_Travail demandé_
**a)** D'après l'article sur la crise, quel niveau le déficit public a-t-il atteint au Royaume-Uni ?
**b)** Recopiez à l'identique le passage de l'article sur la crise qui commence par « Illusion : l’économie mondiale » et se poursuit jusqu'à « 76% en France. ».

_Page_

____________________

Où va la crise ?

Où va la crise ?

L’effondrement des Bourses les 4
et 5 février derniers a montré que la crise entrait dans
une nouvelle phase. Les gouvernements sont appelés à
faire passer les populations à la caisse. La Grèce montre
l’exemple…



L’automne 2008 avait vu le paroxysme de la crise
financière et, dans la foulée, sa transmission à
l’économie réelle. Cependant, après une
chute phénoménale en 2009 du PIB américain de
– 2,4% (sans véritable précédent depuis la
grande crise), on avait cru pouvoir noter un redressement, vite
baptisé « sortie de crise ».
Illusion : l’économie mondiale était en
état de lévitation, touchant à peine le sol,
portée à bouts de bras par un soutien public d’une
extraordinaire ampleur. Laissant filer les déficits, se portant
au secours des banques, mettant en œuvre des plans de soutien,
les déficits publics ont atteint d’incroyables
niveaux : 10 % du PIB aux Etats-Unis, 8% en France, plus
de 12% au Royaume-Uni. Du coup, l’endettement public a
crevé tous les plafonds, atteignant 85% du PIB aux Etats-Unis ou
76% en France.

____________________

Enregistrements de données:
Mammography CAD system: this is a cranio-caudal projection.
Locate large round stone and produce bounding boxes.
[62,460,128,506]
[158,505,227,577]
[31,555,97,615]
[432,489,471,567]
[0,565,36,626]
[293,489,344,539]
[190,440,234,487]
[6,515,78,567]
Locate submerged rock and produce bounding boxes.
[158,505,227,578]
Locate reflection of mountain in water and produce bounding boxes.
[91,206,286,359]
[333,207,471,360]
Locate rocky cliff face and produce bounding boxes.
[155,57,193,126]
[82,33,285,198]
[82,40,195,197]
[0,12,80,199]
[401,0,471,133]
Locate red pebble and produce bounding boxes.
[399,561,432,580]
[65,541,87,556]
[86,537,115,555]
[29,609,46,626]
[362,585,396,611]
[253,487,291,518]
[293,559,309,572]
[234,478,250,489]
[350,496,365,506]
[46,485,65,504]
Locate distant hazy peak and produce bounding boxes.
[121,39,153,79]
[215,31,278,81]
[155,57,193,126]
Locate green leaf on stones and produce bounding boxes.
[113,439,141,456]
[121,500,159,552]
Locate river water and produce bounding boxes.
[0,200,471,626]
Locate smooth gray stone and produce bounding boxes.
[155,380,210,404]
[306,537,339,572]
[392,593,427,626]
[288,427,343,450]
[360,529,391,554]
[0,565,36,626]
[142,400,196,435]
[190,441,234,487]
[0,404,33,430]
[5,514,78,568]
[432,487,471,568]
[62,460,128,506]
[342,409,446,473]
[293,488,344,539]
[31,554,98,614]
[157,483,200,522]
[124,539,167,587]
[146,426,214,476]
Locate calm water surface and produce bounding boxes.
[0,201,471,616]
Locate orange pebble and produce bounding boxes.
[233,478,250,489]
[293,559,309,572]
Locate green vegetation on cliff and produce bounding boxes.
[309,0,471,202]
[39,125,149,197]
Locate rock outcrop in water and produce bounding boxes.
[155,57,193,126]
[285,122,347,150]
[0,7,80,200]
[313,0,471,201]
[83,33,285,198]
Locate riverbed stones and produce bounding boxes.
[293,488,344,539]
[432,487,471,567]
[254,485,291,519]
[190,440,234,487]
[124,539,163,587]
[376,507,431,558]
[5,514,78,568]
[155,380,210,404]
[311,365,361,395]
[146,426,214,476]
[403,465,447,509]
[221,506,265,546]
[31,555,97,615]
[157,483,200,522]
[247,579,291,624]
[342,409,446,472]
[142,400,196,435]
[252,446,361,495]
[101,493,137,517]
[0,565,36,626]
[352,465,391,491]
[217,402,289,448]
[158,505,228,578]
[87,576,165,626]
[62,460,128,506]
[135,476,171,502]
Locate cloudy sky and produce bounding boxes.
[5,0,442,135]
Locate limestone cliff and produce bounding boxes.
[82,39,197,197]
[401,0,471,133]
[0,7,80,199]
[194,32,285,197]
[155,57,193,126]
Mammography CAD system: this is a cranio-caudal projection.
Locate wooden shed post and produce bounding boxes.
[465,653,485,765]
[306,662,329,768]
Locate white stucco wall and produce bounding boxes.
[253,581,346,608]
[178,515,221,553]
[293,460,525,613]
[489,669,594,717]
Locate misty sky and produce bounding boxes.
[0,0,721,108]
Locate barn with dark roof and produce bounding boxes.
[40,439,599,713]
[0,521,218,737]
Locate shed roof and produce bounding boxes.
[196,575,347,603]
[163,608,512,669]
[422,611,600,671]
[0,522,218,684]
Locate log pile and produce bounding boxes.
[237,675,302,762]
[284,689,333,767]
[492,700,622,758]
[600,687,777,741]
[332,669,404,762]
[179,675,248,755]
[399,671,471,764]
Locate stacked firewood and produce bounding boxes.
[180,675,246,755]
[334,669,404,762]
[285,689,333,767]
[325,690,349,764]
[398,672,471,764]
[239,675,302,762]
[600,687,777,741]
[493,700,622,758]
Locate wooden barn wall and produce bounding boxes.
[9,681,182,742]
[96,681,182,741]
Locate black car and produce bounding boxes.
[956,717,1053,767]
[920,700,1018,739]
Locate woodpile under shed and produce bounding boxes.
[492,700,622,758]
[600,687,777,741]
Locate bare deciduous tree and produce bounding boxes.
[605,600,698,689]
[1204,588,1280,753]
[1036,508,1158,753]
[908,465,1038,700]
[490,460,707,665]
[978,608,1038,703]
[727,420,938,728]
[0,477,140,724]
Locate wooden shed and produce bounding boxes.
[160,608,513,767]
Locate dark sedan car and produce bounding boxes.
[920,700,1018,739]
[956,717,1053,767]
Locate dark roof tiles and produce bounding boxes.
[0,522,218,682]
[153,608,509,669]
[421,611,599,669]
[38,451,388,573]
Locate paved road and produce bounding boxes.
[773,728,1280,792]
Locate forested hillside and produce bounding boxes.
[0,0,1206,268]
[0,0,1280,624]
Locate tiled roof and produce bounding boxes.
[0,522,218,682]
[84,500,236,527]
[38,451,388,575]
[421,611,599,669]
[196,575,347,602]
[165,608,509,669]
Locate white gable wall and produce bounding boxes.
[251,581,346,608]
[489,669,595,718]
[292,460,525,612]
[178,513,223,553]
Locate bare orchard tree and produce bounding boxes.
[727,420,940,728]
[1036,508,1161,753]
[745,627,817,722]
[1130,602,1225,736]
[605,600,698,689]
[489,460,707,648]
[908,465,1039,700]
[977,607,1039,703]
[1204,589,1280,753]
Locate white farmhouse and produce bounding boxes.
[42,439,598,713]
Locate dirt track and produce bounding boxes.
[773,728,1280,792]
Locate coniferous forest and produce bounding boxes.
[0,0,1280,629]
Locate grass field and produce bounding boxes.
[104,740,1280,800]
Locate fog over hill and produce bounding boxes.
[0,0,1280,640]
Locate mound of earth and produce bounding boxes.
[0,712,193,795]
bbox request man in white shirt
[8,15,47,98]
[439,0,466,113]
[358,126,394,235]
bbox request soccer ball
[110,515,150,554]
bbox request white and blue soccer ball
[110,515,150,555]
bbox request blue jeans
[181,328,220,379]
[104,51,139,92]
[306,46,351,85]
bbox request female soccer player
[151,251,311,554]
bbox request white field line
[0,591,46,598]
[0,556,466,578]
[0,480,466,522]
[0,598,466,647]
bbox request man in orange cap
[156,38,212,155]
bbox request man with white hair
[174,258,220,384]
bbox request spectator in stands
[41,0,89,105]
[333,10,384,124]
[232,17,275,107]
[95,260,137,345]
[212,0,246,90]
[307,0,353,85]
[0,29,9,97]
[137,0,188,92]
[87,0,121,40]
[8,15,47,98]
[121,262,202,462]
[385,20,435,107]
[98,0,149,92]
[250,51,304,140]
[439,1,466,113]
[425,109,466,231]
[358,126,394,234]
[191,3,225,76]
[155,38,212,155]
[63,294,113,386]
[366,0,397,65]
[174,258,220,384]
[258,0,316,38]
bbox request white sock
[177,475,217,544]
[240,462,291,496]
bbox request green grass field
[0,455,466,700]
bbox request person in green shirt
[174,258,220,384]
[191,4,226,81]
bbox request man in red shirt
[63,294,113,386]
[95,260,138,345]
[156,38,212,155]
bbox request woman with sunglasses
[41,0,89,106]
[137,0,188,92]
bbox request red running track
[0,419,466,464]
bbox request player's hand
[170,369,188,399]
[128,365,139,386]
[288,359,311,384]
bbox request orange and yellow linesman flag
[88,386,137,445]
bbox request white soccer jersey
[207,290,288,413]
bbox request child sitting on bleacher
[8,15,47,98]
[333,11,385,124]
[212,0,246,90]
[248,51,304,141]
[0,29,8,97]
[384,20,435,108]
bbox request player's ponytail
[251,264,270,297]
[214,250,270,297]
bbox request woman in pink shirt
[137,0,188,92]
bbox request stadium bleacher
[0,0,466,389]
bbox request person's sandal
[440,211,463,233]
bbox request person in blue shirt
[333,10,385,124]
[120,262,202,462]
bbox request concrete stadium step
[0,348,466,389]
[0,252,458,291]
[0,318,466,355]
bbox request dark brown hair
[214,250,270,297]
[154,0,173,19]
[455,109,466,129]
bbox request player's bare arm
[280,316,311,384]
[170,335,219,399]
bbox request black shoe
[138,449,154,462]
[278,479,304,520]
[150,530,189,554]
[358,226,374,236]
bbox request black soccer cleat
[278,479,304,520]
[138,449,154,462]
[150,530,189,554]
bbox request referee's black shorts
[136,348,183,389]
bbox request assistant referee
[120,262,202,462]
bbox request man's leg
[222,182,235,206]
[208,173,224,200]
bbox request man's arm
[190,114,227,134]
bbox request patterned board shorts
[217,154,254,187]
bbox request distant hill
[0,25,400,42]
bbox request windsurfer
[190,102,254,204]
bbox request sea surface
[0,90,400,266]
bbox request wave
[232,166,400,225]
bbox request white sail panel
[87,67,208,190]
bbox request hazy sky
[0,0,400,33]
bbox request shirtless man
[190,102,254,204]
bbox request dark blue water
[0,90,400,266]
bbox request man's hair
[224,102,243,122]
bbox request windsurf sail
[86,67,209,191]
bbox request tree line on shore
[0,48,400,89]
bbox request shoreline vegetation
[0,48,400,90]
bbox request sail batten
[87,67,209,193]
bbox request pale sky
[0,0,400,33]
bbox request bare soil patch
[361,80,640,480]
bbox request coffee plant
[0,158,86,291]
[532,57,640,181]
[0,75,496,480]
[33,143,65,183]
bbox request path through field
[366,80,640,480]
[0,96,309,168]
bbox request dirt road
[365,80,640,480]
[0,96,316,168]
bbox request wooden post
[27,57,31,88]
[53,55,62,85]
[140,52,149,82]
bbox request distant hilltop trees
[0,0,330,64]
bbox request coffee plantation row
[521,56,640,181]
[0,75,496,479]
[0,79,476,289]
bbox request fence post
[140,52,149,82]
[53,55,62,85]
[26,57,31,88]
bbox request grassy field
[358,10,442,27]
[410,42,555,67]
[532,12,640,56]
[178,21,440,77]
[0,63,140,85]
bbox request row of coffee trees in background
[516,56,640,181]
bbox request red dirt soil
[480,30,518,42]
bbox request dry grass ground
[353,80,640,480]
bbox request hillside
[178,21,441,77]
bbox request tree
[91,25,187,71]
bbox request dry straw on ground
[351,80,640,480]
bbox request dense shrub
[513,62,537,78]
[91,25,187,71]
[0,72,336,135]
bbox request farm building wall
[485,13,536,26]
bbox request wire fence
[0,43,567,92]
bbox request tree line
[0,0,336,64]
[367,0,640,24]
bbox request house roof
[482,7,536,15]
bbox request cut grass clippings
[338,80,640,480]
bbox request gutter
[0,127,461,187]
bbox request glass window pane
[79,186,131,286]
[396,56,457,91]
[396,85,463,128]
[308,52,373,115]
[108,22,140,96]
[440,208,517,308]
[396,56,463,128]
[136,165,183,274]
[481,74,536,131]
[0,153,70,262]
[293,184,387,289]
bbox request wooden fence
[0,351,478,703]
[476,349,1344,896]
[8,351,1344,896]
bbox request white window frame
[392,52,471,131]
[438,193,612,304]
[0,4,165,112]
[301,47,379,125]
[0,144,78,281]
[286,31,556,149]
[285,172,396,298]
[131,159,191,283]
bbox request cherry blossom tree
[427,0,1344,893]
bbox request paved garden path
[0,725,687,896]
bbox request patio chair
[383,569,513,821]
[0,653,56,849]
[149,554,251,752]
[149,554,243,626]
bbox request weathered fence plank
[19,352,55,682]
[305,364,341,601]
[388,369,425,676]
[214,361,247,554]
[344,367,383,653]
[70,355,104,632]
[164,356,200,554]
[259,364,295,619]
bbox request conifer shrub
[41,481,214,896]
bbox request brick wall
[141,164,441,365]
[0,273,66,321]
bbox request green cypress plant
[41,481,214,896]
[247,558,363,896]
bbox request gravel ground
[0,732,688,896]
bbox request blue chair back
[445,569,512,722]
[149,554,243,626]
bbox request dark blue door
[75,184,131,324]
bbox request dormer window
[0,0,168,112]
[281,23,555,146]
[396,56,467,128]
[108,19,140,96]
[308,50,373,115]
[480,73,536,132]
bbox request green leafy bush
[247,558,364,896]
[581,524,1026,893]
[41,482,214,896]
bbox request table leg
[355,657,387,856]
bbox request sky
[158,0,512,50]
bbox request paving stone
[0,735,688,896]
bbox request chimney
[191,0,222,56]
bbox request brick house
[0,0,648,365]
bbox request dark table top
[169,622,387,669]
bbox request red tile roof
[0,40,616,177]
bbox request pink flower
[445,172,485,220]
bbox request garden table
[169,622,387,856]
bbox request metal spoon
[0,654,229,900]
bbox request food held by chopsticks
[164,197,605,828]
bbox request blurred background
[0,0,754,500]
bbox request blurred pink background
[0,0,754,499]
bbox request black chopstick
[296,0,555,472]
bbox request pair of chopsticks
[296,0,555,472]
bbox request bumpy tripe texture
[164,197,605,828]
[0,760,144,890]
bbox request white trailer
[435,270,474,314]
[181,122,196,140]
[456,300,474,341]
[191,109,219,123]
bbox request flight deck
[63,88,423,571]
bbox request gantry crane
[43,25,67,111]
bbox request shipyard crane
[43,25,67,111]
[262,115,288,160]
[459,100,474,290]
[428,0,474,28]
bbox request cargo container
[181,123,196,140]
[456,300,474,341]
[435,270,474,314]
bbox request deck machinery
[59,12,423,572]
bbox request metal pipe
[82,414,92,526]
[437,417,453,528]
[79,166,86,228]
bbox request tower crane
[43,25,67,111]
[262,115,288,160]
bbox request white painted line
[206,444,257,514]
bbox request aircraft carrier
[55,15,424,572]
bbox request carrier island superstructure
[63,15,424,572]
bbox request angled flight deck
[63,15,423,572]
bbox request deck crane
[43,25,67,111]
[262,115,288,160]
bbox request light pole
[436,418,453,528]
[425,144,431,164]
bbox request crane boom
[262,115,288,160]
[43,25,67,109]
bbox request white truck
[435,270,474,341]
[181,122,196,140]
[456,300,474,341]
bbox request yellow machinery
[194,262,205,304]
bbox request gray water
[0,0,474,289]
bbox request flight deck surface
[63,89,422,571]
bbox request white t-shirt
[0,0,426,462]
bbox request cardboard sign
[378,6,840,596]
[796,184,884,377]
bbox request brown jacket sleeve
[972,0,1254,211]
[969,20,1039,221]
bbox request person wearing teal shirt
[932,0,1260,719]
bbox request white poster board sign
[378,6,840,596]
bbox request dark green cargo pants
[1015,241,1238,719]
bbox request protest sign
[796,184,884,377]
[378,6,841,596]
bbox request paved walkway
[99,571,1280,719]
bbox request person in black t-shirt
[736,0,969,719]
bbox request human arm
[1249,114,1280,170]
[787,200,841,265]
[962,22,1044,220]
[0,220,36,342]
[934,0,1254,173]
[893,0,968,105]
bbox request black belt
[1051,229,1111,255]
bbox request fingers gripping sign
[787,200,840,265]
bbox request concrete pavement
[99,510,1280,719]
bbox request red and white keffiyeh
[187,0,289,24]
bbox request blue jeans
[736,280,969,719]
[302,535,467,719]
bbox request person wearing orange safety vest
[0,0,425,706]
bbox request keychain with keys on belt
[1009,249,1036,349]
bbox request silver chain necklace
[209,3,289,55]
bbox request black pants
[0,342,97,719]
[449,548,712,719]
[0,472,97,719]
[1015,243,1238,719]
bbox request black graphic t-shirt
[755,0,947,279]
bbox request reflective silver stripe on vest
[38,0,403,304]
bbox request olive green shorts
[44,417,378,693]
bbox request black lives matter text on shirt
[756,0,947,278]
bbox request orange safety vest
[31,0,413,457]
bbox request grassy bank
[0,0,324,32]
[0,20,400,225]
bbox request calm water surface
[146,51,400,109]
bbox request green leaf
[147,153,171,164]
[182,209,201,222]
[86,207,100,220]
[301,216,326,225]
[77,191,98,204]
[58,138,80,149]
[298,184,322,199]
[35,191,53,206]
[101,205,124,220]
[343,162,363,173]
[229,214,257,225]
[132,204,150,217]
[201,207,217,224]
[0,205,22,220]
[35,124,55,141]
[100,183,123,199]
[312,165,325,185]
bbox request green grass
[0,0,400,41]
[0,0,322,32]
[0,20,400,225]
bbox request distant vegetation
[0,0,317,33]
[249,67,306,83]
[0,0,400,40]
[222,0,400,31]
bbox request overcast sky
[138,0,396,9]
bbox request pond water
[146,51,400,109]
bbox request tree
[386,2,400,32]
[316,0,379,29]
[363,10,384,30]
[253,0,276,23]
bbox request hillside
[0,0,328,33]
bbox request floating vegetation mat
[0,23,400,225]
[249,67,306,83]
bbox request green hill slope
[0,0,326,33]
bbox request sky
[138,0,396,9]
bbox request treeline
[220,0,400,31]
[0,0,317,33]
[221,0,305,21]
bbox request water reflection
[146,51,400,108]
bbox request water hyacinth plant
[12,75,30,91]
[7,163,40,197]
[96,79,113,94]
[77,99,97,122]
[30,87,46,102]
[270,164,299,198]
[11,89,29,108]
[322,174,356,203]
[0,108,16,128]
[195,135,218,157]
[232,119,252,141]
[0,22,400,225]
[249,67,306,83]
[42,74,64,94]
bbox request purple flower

____________________

_Corrigé par tâche_
**a)** Plus de 12 % du PIB.

**b)**
Illusion : l’économie mondiale était en
état de lévitation, touchant à peine le sol,
portée à bouts de bras par un soutien public d’une
extraordinaire ampleur. Laissant filer les déficits, se portant
au secours des banques, mettant en œuvre des plans de soutien,
les déficits publics ont atteint d’incroyables
niveaux : 10 % du PIB aux Etats-Unis, 8% en France, plus
de 12% au Royaume-Uni. Du coup, l’endettement public a
crevé tous les plafonds, atteignant 85% du PIB aux Etats-Unis ou
76% en France.